start

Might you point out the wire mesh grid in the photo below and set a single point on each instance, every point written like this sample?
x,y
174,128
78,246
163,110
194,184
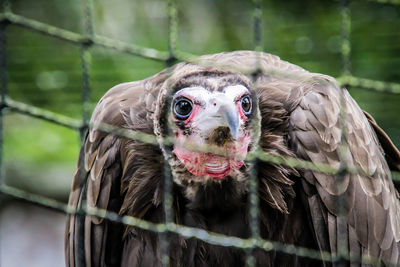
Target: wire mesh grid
x,y
89,39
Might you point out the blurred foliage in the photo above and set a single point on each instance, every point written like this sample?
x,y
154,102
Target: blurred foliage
x,y
46,72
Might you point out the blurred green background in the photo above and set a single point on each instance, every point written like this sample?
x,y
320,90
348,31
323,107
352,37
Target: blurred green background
x,y
46,72
40,157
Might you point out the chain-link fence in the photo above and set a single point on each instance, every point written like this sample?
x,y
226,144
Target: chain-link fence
x,y
88,40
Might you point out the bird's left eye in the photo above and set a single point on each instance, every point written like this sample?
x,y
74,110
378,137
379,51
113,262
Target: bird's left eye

end

# TASK DIRECTIONS:
Format every line of the material above as a Markdown table with the columns No. and Line, numbering the rows in order and omitting blank lines. Leave the pictures out of the table.

# RESPONSE TO THE TASK:
| No. | Line |
|---|---|
| 1 | Might you point out the wire mesh grid in the photo below and set a single point on each instance, every point written like this sample? |
| 2 | x,y |
| 3 | 174,128 |
| 4 | 78,246 |
| 5 | 163,110 |
| 6 | 194,184 |
| 7 | Target: wire mesh grid |
| 8 | x,y |
| 9 | 89,39 |
| 10 | Might you point out the blurred foliage in the photo above and set a single point on each instance, every point written like this sample? |
| 11 | x,y |
| 12 | 154,102 |
| 13 | Target: blurred foliage |
| 14 | x,y |
| 15 | 46,72 |
| 16 | Might you point out the blurred green background in the photo above and set a single point on each instance, every point written like this sample? |
| 17 | x,y |
| 18 | 320,90 |
| 19 | 348,31 |
| 20 | 323,107 |
| 21 | 352,37 |
| 22 | Target: blurred green background |
| 23 | x,y |
| 24 | 46,72 |
| 25 | 40,157 |
| 26 | Might you point out the chain-link fence in the photo above and set a single point on each instance, every point written like this sample? |
| 27 | x,y |
| 28 | 226,144 |
| 29 | Target: chain-link fence |
| 30 | x,y |
| 31 | 88,40 |
| 32 | Might you point out the bird's left eye in the photo above and set a single point on each instance, every point written like this sample? |
| 33 | x,y |
| 34 | 74,110 |
| 35 | 378,137 |
| 36 | 379,51 |
| 37 | 113,262 |
| 38 | Target: bird's left eye |